Alzheimer’s: As strong as death, as cruel as the grave
A response to a friend’s post at The First Morning on caring for his mother with Alzheimer’s:
David, I don’t believe people can truly understand until they’ve been there too. My grandmother has Alzheimer’s also, but she appears to be further progressed than your mom. She is a shell of a person. Aside from eating when spoon fed, she is not far from comatose most of the time. It is painful and has taken its toll on my entire family, especially my grandfather. In many ways I too consider her to have already died, but she hasn’t, so we grieve but not fully. It’s sort of the funeral that never ends.
When I think of how long Nancy Reagan cared for “Ronnie,” I am convinced that she deserves consideration for sainthood. My family’s situation is not yours. This is my grandmother, not my mom. Like others in my family I can try not to think about it. My grandfather is there everyday. We don’t have to be. It’s a selfish means of coping. I cannot know exactly what you’re going through, but I empathize no less. I will offer my prayers for you and your family as well, but, truthfully, we don’t know how to pray at times like these.

SUPPLIED INFORMATION —

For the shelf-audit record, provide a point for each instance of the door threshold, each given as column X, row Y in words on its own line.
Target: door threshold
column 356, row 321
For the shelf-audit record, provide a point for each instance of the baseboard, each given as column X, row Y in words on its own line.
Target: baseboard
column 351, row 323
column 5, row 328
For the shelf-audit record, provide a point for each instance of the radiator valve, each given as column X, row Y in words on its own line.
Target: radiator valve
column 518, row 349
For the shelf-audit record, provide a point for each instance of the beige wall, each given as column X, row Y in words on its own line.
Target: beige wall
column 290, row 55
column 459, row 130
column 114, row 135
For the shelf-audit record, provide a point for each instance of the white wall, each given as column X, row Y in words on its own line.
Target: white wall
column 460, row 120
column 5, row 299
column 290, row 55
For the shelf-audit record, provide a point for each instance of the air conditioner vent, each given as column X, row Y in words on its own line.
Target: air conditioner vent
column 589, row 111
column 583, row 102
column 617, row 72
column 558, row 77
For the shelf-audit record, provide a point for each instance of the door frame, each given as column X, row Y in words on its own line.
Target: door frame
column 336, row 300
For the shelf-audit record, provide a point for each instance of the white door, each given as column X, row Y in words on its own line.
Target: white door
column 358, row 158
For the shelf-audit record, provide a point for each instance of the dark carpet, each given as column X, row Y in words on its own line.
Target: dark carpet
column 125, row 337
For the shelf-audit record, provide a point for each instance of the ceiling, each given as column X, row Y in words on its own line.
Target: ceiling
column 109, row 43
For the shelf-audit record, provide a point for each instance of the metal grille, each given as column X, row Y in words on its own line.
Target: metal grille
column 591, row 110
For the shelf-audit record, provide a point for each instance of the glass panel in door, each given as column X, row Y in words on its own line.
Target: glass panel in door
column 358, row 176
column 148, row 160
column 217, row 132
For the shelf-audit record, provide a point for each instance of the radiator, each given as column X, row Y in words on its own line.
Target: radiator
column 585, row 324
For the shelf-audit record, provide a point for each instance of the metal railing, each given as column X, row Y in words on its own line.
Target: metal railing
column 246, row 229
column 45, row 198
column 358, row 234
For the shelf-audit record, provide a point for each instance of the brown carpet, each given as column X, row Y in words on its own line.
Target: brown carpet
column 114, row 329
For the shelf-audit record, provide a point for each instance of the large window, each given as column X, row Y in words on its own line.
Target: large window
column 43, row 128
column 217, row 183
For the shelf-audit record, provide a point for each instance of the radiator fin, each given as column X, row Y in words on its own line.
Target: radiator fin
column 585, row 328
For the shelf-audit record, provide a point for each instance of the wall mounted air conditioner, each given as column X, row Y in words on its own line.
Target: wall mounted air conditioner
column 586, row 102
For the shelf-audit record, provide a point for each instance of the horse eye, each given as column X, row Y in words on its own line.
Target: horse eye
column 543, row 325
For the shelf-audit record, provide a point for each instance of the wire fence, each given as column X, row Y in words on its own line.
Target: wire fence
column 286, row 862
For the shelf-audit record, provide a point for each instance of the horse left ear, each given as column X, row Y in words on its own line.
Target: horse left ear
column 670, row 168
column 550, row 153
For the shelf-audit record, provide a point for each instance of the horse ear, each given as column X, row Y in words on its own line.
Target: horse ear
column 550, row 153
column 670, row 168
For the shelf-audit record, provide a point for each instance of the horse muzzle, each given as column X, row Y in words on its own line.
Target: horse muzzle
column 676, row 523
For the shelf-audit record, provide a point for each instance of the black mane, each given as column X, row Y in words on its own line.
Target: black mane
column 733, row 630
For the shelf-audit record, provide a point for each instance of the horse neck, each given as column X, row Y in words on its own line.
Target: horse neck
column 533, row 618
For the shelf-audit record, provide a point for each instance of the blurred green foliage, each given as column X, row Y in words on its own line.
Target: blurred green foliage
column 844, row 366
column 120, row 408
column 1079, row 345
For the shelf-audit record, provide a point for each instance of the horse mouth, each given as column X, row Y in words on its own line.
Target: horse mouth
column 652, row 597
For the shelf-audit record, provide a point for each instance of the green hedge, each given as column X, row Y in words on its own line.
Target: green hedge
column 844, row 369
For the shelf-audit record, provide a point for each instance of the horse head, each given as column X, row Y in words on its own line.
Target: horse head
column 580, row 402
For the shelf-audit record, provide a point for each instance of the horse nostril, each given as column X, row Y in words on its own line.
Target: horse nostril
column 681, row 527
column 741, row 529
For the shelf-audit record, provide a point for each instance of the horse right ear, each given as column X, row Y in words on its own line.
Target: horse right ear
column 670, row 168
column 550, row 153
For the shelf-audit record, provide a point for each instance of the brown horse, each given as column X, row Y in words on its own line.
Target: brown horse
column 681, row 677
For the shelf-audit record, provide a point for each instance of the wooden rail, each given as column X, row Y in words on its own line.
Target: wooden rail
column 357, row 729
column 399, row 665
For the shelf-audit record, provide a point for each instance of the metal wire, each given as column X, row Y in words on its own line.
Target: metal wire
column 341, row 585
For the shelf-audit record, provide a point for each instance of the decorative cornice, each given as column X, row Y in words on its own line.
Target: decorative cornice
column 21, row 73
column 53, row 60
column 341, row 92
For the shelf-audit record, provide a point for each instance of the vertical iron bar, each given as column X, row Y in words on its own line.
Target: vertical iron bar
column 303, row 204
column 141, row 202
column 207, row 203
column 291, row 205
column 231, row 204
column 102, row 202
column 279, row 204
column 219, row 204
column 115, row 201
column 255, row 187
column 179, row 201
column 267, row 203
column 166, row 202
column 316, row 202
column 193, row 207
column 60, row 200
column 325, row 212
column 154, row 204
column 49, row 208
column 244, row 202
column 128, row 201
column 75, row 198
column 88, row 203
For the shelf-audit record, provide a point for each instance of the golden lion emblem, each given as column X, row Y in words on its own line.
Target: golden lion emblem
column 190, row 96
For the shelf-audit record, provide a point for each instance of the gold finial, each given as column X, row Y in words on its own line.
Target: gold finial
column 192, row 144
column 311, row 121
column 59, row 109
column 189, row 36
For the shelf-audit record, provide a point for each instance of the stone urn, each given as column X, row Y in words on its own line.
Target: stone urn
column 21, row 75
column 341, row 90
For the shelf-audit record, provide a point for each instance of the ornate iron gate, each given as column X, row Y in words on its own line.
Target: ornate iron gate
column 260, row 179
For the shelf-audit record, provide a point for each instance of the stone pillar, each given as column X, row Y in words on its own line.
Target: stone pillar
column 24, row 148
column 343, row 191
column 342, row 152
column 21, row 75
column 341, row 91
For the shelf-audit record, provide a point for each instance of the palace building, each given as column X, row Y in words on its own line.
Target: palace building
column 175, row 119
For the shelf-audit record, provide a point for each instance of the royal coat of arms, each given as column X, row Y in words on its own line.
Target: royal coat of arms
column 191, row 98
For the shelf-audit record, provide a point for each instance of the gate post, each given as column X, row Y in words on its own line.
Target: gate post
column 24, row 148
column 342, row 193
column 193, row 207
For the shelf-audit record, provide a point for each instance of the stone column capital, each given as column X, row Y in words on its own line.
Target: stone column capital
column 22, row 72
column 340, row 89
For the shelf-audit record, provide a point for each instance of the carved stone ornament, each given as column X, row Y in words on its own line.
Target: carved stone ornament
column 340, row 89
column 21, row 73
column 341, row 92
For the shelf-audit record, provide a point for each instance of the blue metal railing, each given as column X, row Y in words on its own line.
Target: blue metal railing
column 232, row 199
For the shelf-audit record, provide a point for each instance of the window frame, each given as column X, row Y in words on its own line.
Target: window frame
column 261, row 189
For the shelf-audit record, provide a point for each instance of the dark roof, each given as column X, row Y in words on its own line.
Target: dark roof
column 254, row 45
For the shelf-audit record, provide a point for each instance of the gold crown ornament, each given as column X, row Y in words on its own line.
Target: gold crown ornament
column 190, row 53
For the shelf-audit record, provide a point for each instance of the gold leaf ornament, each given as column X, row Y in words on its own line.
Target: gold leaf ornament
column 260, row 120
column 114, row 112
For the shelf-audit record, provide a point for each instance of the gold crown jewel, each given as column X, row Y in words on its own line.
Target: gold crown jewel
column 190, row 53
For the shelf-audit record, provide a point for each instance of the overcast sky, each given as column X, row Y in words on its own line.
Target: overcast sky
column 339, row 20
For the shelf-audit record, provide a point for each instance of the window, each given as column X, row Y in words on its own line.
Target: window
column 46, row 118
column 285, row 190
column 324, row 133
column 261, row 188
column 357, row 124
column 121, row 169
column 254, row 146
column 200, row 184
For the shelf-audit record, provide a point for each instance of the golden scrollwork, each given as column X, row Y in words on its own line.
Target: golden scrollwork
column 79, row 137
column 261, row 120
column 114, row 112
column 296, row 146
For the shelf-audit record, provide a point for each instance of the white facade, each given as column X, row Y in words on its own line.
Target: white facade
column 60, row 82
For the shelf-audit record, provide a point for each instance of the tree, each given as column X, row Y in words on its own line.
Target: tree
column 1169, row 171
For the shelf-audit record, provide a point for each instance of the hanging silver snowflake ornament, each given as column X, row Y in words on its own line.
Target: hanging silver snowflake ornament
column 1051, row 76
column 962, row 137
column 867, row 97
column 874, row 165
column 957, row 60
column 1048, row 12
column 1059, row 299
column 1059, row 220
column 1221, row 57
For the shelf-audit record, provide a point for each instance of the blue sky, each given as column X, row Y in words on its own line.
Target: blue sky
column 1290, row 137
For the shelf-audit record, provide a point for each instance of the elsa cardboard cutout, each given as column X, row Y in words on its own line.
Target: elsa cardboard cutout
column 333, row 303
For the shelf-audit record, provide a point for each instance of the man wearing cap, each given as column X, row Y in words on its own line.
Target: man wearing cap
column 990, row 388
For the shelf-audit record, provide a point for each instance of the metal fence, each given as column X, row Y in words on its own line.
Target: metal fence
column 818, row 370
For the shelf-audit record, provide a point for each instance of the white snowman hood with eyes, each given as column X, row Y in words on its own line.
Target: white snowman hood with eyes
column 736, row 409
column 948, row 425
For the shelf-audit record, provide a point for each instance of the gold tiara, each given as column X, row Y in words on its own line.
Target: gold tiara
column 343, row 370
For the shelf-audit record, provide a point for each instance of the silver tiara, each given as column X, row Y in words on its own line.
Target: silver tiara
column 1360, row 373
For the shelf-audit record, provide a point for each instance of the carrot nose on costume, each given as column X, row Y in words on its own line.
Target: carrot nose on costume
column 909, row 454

TASKS TO PERFORM —
1. In the response about a grandmother with Alzheimer's, which family member does the writer say is there every day?
2. Print the part of the Alzheimer's response starting at "Alzheimer’s: As strong" and ending at "that never ends.".
3. Carry on the response about a grandmother with Alzheimer's, beginning after its last sentence.

EXPECTED OUTPUTS —
1. The writer's grandfather.

2.
Alzheimer’s: As strong as death, as cruel as the grave
A response to a friend’s post at The First Morning on caring for his mother with Alzheimer’s:
David, I don’t believe people can truly understand until they’ve been there too. My grandmother has Alzheimer’s also, but she appears to be further progressed than your mom. She is a shell of a person. Aside from eating when spoon fed, she is not far from comatose most of the time. It is painful and has taken its toll on my entire family, especially my grandfather. In many ways I too consider her to have already died, but she hasn’t, so we grieve but not fully. It’s sort of the funeral that never ends.

3.
Watching my grandmother slip away, as well as watching hospice patients and parishoners go through the long process of dying, throws what is left of my faith into a tailspin. Why? How? What? When? Life may have its sanctity but where is its dignity? Even then Jesus gives voice to our brokenness “why have You forsaken me?”
Knowing nothing else to say, having nowhere else to turn, we go in the name of the forsaken one and pray simply, “Have mercy.”
Lyndon, thank you. I’ve been with many families through this process of Alzheimer’s now, but this personal stuff is just very difficult. I’m learning from it even as I hate learning from it. I know I and Mom and my family have your grandmother’s stage of life still to face, and (the trouble is) it doesn’t ever get easier- just more heart-breaking and memory-bending.
It’s led me to some fairly radical opinions which maybe one day I’ll have the courage to share publicly.